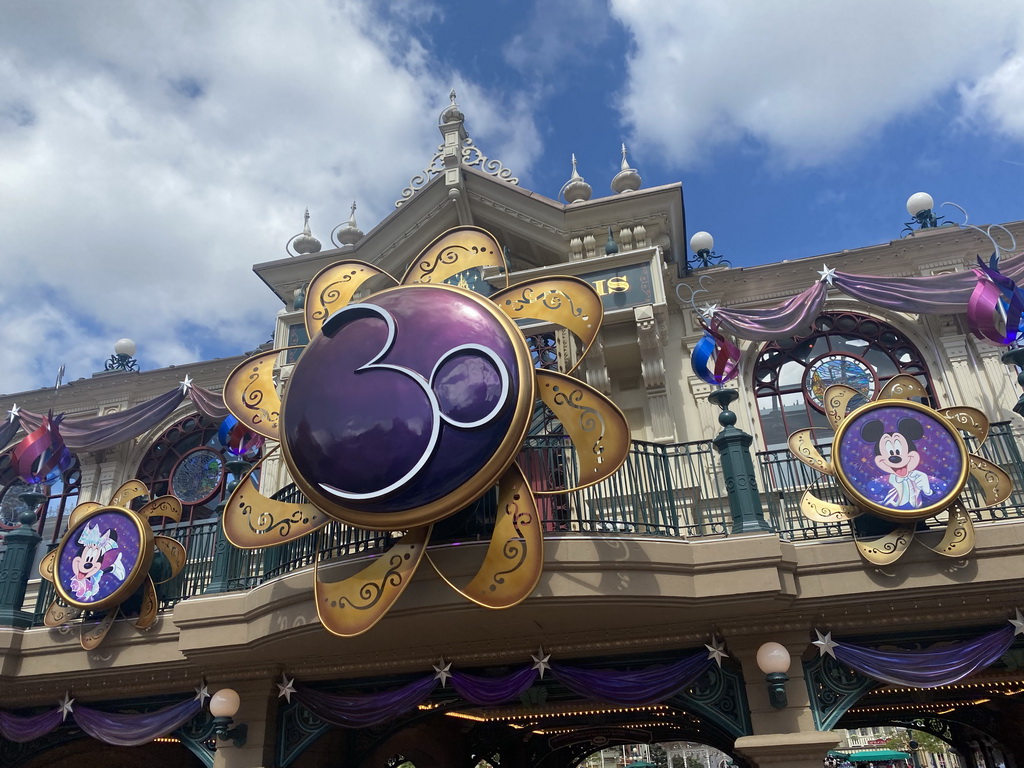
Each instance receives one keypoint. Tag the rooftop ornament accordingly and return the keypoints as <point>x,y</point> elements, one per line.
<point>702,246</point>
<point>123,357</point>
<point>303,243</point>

***

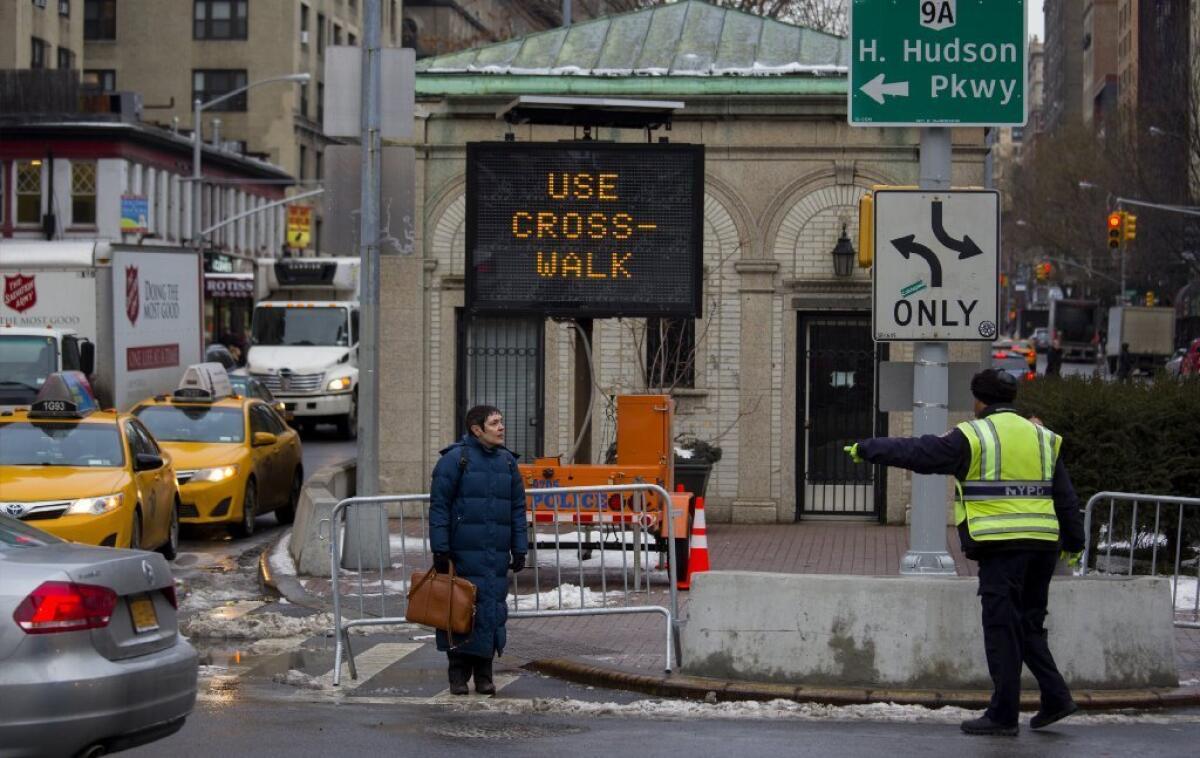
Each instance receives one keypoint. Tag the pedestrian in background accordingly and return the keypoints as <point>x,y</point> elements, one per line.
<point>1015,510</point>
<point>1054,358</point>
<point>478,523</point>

***

## Do this
Copy out word for word everything from the line containing "Each instance receives one keypoint. Tag the pedestrian" down to the line containing "<point>478,523</point>", including both of those lines.

## Solution for this task
Each instance receives one keypoint. Tag the pedestrian in background accordingly and return the keypoints as <point>x,y</point> elements, one per line.
<point>1015,510</point>
<point>1054,358</point>
<point>478,523</point>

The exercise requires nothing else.